**WHAT YOU SHOULD DO:** The entries that follow should be repeated exactly, with no pictures kept.

**DATA:**
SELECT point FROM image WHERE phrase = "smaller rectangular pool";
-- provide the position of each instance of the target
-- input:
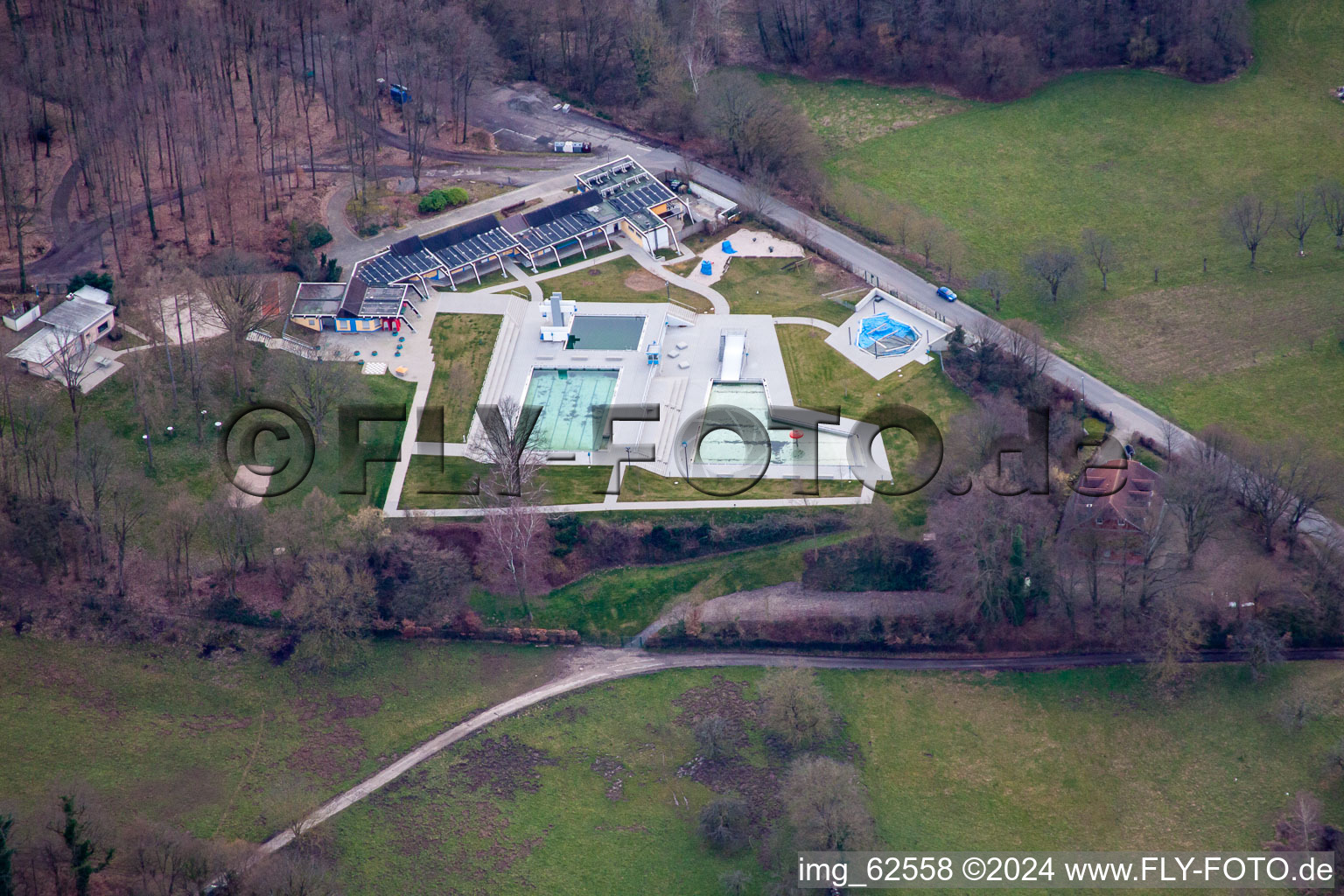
(605, 332)
(567, 398)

**SOLUTION TO THIS TASK:**
SELECT point FROM image WHERE phrase = "smaller rectangular pool";
-- provide the position of each instance of the target
-- input:
(605, 332)
(567, 398)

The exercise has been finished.